> **BRIEF A**
Return verbatim the portion of the commentary below on Michel Karsouny's paintings starting at "Karsouny infuses joy" and ending at "back to feeling.".
> **BRIEF B**
Supply the next part of the essay below on Michel Karsouny's paintings, resuming after its final sentence.

> **QUOTED TEXT**
------------------------------------------------------------

Organic shapes in garish colors, swirling around as unhinged volutes, roam about Michel Karsouny’s canvases, in constant flux. Save for seeming accidents, like the odd drip or unblended brushstrokes, everything is flat. But if there is a certain flatness and bravado to Karsouny’s work, sensuality and playfulness have replaced Greenbergian modernist self-seriousness.
Although all seems unrestrained, it gradually appears there is a method to Karsouny’s apparently spontaneous all-over compositions, in the way he creates correspondences within them, and accents emerge to punctuate one’s eye’s journey, drawing it in, out of and around the canvas. Blurred outlines and interlaced shapes’ constant connection and disconnection seem relevant to our uncertain digital times.
Karsouny infuses joy back into painting, often displaying a not-quite-dionysiac, yet definitely an eager and earnest approach to artmaking. Describing his standpoint as “positive absurdism,” he appears to be on a quest to elicit a certain spontaneous meditative joy. The paintings, in fact, demand to suspend thought processes to focus on vision to and perhaps enter an introspective journey. They are entirely self-referential, with no symbol or shape pointing to anything outside the canvas, neither physical nor notional. They say nothing about their maker, or their origins. They call little attention to process, and attempt to refute visual analysis. Yet, this is not art for art’s sake, but art that shifts the focus back to feeling.

------------------------------------------------------------

> **DATA SECTION**
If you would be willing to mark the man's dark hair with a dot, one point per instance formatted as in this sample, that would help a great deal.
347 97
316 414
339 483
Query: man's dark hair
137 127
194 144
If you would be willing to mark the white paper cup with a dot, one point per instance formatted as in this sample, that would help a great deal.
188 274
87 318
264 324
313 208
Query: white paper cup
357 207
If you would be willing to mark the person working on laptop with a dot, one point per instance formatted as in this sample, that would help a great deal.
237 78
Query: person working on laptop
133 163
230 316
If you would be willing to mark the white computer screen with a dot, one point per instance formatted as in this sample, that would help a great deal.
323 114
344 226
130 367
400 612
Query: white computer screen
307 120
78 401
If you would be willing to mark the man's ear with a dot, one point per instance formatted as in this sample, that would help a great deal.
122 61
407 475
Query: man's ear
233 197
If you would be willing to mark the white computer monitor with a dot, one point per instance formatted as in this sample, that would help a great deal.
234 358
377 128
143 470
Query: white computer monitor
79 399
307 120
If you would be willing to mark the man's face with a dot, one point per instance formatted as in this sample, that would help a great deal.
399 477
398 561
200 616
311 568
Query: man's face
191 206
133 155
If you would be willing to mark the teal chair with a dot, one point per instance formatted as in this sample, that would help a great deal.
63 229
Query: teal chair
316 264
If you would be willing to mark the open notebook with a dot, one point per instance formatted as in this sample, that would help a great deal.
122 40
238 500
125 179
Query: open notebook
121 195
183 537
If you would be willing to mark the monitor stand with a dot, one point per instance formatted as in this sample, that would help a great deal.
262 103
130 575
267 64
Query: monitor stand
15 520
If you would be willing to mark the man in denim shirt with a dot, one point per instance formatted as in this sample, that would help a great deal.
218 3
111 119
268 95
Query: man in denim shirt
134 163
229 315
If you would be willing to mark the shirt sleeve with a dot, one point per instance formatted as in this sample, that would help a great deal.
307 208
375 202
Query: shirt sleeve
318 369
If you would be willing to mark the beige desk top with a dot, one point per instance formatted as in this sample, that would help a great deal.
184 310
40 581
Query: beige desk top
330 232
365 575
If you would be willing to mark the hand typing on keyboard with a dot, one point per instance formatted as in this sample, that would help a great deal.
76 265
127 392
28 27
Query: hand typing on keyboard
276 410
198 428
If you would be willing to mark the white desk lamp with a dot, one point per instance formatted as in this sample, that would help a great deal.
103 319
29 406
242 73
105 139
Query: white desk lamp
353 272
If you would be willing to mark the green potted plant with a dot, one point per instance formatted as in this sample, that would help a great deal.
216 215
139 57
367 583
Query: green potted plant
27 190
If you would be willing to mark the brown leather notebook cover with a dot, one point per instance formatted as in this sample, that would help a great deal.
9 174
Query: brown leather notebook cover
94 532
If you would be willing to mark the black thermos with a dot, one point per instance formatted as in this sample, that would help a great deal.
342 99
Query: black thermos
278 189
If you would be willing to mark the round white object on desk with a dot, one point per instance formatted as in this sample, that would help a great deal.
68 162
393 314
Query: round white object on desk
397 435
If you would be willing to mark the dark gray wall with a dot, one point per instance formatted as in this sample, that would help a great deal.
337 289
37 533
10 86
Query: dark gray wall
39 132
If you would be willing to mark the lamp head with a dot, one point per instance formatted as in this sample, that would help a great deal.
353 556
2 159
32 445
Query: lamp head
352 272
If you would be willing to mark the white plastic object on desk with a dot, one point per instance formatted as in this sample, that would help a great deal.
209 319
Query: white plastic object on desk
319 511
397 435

------------------------------------------------------------

> **EXPECTED ANSWER A**
Karsouny infuses joy back into painting, often displaying a not-quite-dionysiac, yet definitely an eager and earnest approach to artmaking. Describing his standpoint as “positive absurdism,” he appears to be on a quest to elicit a certain spontaneous meditative joy. The paintings, in fact, demand to suspend thought processes to focus on vision to and perhaps enter an introspective journey. They are entirely self-referential, with no symbol or shape pointing to anything outside the canvas, neither physical nor notional. They say nothing about their maker, or their origins. They call little attention to process, and attempt to refute visual analysis. Yet, this is not art for art’s sake, but art that shifts the focus back to feeling.

> **EXPECTED ANSWER B**
The return to flatness beginning in the early 19th century with Delacroix’s dabs followed by Manet’s bold outlines and then the retinal-occipital barrage of the Impressionists. Late Cezanne puts a nail in the coffin of illusions of pictorial depth. The oscillating picture plane returns to the surface of the canvas from the ultra-deep horizon of Altdorfer’s over-populated “Darius and Alexander”.
The dissolution of 500 years of entrenched spatial sleight-of-hand by Cezanne’s one-two punch: facture and passage and its enshrinement in Braquasso’s Cubism, aka: “Cezanne for Dummies”. Michael Karsouny knows this history and he has an intuitive grasp of Saussurean semiotics as he weaves his way across this bold canvas revealing his generation’s book-end to Cubism. If one is painting in the 21st century, you cannot not know Cubism.
Every generation of painters since Picasso unveiled “Les Demoiselles d’ Avignon” delivers its bookend to Picasso’s paradigm-shifting masterpiece.
Karsouny’s “Ooza” is our monument, our re-statement of the destruction-creation of the Renaissance paradigm. Ontogeny (Karsouny’s painting for our moment) recapitulating phylogeny (the 200- year history of a return to flatness). This phylogeny must be studied by a serious painter. A painter cannot not know the history of the art. To destroy without knowing what one has destroyed is to create with blindness.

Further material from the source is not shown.